── Document passage ──

Bloomberg
Stocks Slump Amid Fed, China Risks; Dollar Gains:
Markets Wrap
Andreea
Papuc and Robert Brand
Mon,
September 20, 2021, 10:12 AM·3 min read
https://finance.yahoo.com/news/stocks-set-dip-traders-mull-220038314.html
(Bloomberg)
-- Stocks in Europe plunged and U.S. equity futures declined at the start of a
week abounding with risks including spillover from China Evergrande Group’s
debt woes, falling commodity prices and the Federal Reserve policy meeting.
The Stoxx
Europe 600 index dropped 1.6%, on track for the biggest decline in two months.
Raw materials led the broad-based retreat as iron ore extended a slump below
$100 a ton after China stepped up restrictions on industrial activity. Base
metals including copper also fell as the dollar rose before Wednesday’s Fed
meeting, where policy makers are expected to start laying the groundwork for
paring stimulus. Treasury yields ticked lower.

───

__Written problem__
Continue the markets report on the stock slump amid Fed and China risks, starting right after its last sentence.

── Given material ──

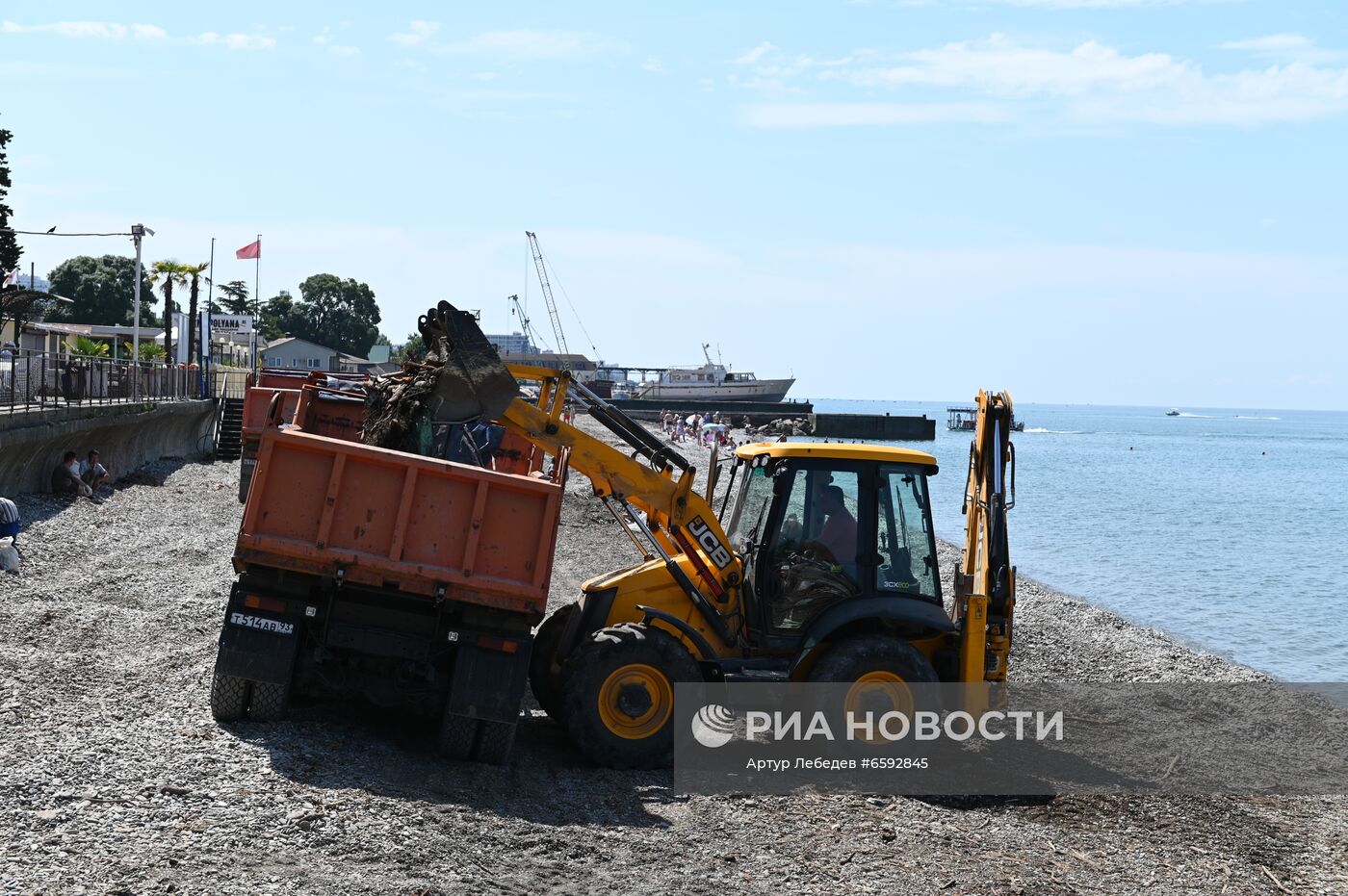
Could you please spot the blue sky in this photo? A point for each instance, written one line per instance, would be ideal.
(1107, 201)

───

__Answer to the task__
U.S.
contracts dropped after the S&P 500 slid the most in a month, a test for
the buy-the-dip mentality as the gauge jabs at its 50-day moving average. Hong
Kong shares tumbled amid the biggest selloff in property stocks in more than a
year as traders tracked the risk of contagion from the debt crisis at developer
Evergrande, which is fueling new fears about China’s growth path. The offshore
yuan declined.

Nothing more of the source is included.